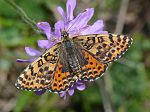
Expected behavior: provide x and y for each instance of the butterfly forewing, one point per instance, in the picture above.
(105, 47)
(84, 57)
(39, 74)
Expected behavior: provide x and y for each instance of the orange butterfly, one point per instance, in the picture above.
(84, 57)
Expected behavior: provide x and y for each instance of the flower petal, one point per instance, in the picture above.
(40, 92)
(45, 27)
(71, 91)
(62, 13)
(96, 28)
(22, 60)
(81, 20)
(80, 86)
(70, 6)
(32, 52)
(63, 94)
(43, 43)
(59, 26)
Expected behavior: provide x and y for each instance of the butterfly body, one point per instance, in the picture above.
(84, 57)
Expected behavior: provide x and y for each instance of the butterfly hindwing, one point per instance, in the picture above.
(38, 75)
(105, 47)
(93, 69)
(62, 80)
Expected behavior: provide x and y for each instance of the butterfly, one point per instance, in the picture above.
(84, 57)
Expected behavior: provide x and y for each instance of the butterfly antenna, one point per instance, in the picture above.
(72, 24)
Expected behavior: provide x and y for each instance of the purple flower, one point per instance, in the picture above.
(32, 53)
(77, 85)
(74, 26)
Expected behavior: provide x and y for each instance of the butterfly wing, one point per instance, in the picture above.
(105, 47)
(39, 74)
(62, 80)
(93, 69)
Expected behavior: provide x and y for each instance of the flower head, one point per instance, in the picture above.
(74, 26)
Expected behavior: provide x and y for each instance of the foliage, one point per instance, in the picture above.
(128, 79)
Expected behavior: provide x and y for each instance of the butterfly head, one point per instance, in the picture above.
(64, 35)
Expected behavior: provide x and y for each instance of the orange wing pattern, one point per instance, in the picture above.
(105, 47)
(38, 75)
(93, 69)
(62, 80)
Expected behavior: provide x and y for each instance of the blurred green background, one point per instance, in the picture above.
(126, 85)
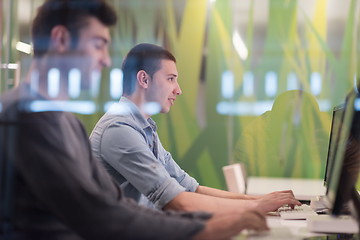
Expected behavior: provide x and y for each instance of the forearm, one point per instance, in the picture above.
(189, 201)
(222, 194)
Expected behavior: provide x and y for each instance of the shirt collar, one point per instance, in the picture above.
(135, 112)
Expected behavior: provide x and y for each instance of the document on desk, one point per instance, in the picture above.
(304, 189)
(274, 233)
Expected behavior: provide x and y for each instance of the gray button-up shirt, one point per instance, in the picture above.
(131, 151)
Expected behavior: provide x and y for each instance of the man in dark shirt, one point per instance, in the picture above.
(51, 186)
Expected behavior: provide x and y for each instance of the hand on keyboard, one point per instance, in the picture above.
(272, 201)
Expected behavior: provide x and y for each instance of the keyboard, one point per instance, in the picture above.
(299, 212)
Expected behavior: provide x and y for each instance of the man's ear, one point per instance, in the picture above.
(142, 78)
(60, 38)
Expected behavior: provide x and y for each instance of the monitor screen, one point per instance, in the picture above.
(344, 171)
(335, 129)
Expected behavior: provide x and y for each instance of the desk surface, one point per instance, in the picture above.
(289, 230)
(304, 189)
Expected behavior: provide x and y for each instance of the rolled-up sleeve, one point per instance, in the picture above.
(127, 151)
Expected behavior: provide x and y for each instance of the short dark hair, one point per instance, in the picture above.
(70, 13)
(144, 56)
* * *
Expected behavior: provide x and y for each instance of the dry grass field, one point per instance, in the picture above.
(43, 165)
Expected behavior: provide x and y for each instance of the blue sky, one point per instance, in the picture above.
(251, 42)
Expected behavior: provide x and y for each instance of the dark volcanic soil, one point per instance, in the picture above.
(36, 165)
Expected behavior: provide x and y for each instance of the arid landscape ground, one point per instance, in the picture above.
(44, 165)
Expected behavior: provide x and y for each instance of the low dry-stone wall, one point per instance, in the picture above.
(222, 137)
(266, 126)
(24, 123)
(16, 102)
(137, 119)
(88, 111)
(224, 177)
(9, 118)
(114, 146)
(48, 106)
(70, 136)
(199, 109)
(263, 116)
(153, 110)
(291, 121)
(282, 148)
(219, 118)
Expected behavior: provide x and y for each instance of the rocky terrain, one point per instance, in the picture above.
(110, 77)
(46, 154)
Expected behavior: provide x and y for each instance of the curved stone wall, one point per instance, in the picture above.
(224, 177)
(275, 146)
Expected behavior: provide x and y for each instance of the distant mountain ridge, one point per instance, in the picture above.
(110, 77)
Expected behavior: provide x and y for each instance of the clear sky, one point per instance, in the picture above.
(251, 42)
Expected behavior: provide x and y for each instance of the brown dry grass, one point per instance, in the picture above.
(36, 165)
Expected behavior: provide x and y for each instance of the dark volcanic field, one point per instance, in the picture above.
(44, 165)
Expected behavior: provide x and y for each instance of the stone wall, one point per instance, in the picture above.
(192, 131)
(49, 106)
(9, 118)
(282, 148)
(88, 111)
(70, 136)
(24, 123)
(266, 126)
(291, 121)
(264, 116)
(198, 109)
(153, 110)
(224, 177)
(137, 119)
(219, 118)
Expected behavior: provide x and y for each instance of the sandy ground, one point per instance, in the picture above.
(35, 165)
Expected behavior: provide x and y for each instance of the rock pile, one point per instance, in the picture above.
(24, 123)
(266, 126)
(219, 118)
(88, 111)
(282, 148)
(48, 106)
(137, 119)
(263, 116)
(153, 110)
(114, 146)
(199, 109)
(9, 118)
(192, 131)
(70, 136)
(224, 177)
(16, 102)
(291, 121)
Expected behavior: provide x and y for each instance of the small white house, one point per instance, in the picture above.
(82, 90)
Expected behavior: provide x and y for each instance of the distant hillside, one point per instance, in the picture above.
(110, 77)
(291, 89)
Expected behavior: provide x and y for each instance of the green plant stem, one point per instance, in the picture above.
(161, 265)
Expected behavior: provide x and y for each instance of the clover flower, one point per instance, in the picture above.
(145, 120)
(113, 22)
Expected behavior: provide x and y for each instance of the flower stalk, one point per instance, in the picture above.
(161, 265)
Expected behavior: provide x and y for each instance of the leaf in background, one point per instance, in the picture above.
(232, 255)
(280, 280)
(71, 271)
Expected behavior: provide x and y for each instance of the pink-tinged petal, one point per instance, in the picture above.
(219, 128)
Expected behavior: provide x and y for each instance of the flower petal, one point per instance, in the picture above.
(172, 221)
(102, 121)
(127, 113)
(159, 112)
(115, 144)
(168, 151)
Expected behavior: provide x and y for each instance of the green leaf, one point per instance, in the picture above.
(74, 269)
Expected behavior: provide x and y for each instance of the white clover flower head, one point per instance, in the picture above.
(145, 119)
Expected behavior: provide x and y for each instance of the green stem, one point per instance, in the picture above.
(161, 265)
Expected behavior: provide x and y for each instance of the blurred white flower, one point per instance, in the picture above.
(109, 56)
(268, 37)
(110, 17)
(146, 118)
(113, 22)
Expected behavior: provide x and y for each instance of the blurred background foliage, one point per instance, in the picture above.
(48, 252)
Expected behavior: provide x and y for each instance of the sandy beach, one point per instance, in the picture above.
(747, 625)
* * *
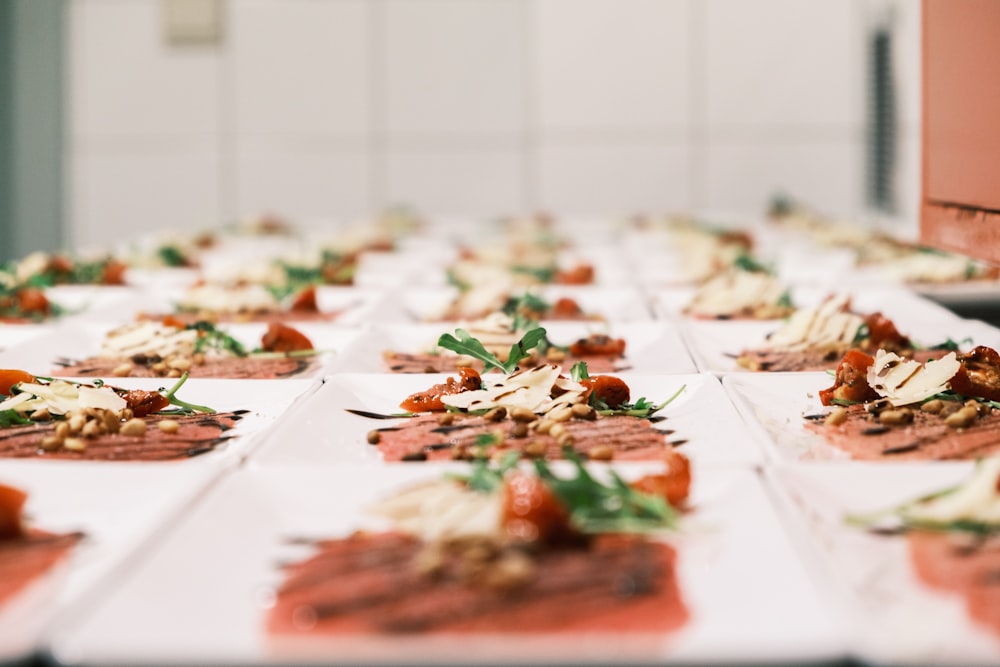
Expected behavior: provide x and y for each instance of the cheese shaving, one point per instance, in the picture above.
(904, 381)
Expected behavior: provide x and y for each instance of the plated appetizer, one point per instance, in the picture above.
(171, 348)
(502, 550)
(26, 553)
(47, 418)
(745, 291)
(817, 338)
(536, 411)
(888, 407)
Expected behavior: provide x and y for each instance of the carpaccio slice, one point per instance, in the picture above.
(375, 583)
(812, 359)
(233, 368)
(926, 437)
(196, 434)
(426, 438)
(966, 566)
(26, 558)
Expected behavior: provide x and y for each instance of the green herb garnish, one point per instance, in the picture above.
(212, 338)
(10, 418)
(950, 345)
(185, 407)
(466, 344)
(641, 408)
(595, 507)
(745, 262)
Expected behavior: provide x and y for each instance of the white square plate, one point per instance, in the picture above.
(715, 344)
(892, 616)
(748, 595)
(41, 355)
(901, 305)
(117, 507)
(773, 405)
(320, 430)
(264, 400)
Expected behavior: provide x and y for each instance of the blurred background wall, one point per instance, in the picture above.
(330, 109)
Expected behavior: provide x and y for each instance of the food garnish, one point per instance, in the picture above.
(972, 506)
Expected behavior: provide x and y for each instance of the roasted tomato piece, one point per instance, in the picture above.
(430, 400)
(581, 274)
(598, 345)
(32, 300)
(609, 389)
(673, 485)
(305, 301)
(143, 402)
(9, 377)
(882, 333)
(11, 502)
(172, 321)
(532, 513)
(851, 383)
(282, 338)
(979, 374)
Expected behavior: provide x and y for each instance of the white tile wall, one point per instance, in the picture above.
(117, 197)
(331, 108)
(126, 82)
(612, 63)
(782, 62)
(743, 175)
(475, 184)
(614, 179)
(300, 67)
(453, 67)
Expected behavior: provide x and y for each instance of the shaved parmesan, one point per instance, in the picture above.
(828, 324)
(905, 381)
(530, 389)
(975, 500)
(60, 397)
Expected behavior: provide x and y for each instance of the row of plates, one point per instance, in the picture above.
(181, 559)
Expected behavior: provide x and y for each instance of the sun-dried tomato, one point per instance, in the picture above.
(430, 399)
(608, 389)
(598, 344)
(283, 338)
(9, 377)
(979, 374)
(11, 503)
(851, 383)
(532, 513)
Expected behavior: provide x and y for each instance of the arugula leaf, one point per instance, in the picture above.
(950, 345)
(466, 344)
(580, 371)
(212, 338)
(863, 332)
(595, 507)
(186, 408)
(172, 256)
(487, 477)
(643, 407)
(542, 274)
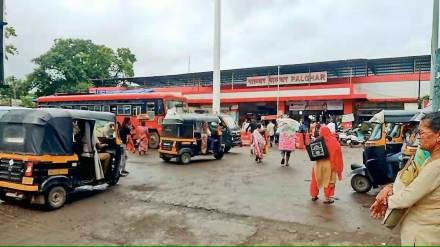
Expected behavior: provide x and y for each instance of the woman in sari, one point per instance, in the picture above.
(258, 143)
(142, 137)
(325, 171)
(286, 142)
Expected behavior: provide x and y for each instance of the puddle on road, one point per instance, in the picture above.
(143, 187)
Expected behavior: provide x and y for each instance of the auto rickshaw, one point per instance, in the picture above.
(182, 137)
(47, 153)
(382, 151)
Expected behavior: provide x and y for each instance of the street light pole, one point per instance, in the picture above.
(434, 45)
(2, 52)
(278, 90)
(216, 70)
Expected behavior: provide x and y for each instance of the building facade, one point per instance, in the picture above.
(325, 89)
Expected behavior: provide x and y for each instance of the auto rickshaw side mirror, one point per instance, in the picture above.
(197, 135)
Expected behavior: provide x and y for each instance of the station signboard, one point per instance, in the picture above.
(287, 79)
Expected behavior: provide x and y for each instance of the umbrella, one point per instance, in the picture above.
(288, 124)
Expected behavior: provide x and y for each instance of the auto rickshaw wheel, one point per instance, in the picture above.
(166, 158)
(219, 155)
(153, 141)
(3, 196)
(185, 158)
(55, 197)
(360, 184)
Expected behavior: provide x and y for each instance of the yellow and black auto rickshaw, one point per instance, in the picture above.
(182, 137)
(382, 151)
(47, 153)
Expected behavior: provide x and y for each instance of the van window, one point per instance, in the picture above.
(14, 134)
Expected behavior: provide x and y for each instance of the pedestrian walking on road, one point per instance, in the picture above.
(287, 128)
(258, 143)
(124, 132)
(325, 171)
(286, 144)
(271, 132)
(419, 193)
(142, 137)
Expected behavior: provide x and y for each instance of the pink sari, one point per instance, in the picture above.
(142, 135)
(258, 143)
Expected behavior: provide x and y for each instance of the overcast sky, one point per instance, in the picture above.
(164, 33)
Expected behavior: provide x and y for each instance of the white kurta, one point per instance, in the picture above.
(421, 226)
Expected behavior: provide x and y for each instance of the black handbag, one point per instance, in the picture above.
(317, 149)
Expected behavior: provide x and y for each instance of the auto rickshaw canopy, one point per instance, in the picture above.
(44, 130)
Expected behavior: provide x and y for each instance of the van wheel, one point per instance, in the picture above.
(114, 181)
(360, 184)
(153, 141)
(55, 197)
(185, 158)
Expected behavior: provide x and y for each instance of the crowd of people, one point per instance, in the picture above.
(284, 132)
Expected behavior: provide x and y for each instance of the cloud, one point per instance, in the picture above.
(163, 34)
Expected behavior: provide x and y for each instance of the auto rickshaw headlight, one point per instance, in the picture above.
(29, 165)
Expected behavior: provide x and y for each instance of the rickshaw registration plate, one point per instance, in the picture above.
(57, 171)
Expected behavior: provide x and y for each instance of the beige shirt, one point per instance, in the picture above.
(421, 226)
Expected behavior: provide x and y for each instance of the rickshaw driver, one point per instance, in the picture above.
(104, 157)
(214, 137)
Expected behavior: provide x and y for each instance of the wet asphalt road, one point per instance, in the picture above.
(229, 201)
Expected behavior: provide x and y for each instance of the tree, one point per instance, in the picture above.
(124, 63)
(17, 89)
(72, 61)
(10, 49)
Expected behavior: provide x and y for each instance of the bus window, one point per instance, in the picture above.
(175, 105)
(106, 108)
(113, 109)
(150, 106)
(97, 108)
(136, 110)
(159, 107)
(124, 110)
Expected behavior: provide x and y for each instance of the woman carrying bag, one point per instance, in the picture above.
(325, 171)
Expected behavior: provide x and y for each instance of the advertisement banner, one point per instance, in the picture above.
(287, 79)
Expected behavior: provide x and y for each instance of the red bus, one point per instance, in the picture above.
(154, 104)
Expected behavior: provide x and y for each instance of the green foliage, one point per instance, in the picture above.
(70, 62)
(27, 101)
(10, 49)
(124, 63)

_GIVEN PROBLEM_: Gather every line of the items above that contains the word "foliage", matching case exactly.

_FULL SOLUTION_:
Expected behavior: provide x and y for each instance of the foliage, one point per instance, in the picture above.
Expected behavior: provide x and y for each instance of the blurred background foliage, one point per instance, in the picture above.
Expected behavior: provide x and y for each instance of the green foliage, one point per instance, in the picture above.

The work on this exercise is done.